■ Aim:
Can you rewrite every line of the entries below as a Markdown table with two columns, Row and Entry Line, numbering each line in order and leaving out blank lines?

[Entries contained in a dataset]
___
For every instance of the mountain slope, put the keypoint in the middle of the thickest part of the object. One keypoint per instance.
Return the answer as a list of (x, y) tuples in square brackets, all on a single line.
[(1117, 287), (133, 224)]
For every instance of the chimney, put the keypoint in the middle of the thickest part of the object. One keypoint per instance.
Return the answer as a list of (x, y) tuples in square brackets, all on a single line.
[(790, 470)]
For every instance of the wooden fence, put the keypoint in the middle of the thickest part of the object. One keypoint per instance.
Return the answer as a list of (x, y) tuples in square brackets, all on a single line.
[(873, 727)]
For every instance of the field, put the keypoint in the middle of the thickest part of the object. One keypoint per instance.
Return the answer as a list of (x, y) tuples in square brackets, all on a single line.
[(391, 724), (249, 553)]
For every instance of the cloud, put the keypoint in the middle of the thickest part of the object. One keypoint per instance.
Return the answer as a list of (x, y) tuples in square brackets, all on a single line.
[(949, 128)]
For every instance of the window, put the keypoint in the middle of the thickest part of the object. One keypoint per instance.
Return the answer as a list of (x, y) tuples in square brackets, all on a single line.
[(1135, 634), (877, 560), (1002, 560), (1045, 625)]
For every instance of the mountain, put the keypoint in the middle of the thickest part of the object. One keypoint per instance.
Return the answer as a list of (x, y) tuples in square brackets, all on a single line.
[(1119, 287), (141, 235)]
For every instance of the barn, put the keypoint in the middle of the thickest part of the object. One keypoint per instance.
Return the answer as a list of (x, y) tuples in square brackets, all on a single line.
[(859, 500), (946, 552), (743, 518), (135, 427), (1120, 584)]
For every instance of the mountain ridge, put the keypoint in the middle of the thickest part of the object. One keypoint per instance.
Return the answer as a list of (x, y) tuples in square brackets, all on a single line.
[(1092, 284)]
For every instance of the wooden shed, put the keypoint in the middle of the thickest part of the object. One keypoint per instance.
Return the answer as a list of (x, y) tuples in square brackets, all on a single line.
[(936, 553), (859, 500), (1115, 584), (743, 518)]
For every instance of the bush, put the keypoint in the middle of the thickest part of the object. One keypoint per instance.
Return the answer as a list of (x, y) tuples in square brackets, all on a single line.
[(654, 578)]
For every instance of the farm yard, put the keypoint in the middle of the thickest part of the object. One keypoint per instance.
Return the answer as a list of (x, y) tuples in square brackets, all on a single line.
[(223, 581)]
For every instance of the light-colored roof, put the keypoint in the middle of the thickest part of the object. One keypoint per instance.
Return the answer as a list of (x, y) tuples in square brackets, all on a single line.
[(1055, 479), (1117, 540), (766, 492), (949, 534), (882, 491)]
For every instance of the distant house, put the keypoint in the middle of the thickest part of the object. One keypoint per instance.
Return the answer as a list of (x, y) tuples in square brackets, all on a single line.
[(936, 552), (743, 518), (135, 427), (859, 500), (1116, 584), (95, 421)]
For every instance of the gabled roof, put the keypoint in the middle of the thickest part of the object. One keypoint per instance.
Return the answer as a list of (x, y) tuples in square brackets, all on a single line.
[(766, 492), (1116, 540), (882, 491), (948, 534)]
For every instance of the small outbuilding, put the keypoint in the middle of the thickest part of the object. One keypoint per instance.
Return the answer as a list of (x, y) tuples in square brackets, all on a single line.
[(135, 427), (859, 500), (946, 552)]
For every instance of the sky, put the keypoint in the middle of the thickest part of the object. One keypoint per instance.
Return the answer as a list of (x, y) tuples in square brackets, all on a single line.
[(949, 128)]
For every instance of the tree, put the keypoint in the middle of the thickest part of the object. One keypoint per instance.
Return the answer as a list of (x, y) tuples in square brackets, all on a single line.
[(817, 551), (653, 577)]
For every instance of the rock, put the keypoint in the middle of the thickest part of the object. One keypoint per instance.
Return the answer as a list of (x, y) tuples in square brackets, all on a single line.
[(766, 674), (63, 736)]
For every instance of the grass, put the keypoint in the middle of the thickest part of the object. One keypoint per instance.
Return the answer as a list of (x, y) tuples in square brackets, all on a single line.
___
■ Answer below:
| Row | Entry Line |
|---|---|
| 1 | For every instance of the mountain slope, put the keypoint in the middle of the thickest part of the object. One keypoint per instance. |
| 2 | Return the answer as a list of (x, y) tuples in square brackets, all on a single line. |
| 3 | [(1117, 287), (133, 224)] |
| 4 | For every instance of the chimney, put the keypoint in the middle of the thickest part of the object. One keypoint per instance. |
| 5 | Return the answer as a list of (x, y) tuples in square brackets, all on a single line. |
| 6 | [(790, 470)] |
| 7 | For every instance of the wooden fence, put the keypoint in the middle of the thickest part of the object. One keypoint per instance. |
| 8 | Return the answer as a list of (x, y) tuples in square brackets, all on a single line. |
| 9 | [(873, 727)] |
| 10 | For every instance of the field, put the keypoint in the middle of the thickest part of the object. One keypoint per instance. |
| 11 | Return the answer as a list of (x, y) tuples in square brackets, all on a single line. |
| 12 | [(391, 724), (249, 553)] |
| 13 | For every instance of the cloud, put the keypoint in the middle of the thickest part of the object. One keypoint per instance. |
| 14 | Return the answer as a list of (x, y) tuples in square brackets, all on a single line. |
| 15 | [(949, 128)] |
| 16 | For every instance of the window, put the keypoint in the middle of the thickest part of the object. One keypoint per instance. |
| 17 | Return the answer as a list of (x, y) tuples in square brackets, all on a single line. |
| 18 | [(1135, 634), (877, 560), (1002, 560), (1045, 625)] |
| 19 | For every instance of the mountain, put the keypoint in the middle of the thickest part of the object. One keypoint per instance. |
| 20 | Return the answer as a list of (x, y) tuples in square brackets, all on a single line. |
| 21 | [(1119, 287), (141, 235)] |
| 22 | For every instance of the barn, put the keypoint in the middle of the thickest part of the object. One keypoint per instance. |
| 23 | Return the answer as a list of (x, y) tuples in square brackets, all on a single line. |
| 24 | [(859, 500), (946, 552), (743, 518), (135, 427), (1120, 584)] |
| 25 | For every instance of the mountain ridge, put the keypoint in the middle of the thickest part of the object. One keypoint per instance. |
| 26 | Return the answer as a list of (x, y) tuples in square brackets, all on a single line. |
| 27 | [(1092, 284)] |
| 28 | For every instance of the wooden shed, put the keypoint in the middle of the thickest part of the object. One keypoint per instance. |
| 29 | Return the answer as a list of (x, y) tuples in square brackets, all on a single line. |
| 30 | [(936, 553), (859, 500), (1115, 584), (743, 518)] |
| 31 | For every instance of the bush, put the keypoint in the middle of the thickest part of the object. One keypoint per instance. |
| 32 | Return the answer as a list of (x, y) tuples in square brackets, all on a single line. |
| 33 | [(654, 578)] |
| 34 | For every instance of the farm yard, put the keypoint in the middle of the thickest part of the object. One keypoint per instance. |
| 35 | Return the answer as a list of (x, y) tuples in square brackets, all on a single line. |
| 36 | [(223, 581)] |
| 37 | For every instance of the light-colored roof, put the keypoint in the middle of the thickest part of the object. One keypoint per instance. |
| 38 | Return the answer as a list of (x, y) tuples in square brackets, all on a single line. |
| 39 | [(1055, 479), (1117, 540), (766, 492), (949, 534), (882, 491)] |
| 40 | For every instance of the distant house, put the keypoint in the middle of the thickest part of the object. One keypoint per instance. |
| 41 | Return the answer as a list of (x, y) tuples in square brackets, all on a single line. |
| 42 | [(936, 552), (743, 518), (135, 427), (859, 500), (1116, 584), (95, 421)] |
| 43 | For every instance of the gabled roof, put the keypoint in the middle of the thickest part of the object. One keypoint per instance. |
| 44 | Return the answer as a list of (x, y) tuples in square brackets, all on a single line. |
| 45 | [(766, 492), (1116, 540), (882, 491), (948, 534)] |
| 46 | For every instance of the small outbuilding, put the keypoint in the middle of the thickest part of the object. One keypoint per instance. |
| 47 | Return the answer as a list of (x, y) tuples in square brackets, all on a single line. |
| 48 | [(135, 427), (859, 500), (946, 552)] |
| 49 | For every instance of the sky, put the keypoint in the middle of the thickest part of the object. One keypoint per instance. |
| 50 | Return the answer as a list of (x, y) tuples in square brackets, all on a single line. |
| 51 | [(949, 128)] |
| 52 | For every instance of the tree, put the keypoint in the middle of the thickest part of the object. One keypoint per instance. |
| 53 | Return the answer as a list of (x, y) tuples in square brackets, all on a single line. |
| 54 | [(817, 551), (653, 577)] |
| 55 | For every instance of the rock, put the keypoint in the middle of the thickest part of the object. One keypoint per instance. |
| 56 | Return the answer as a list of (x, y) tuples in square brackets, all on a single line. |
| 57 | [(766, 674), (63, 736)] |
| 58 | For every instance of the grass, put the keypoint in the middle of the thickest part of the object. One keypoint per instance. |
| 59 | Return the answer as a list of (x, y) tuples in square brackets, all on a single line. |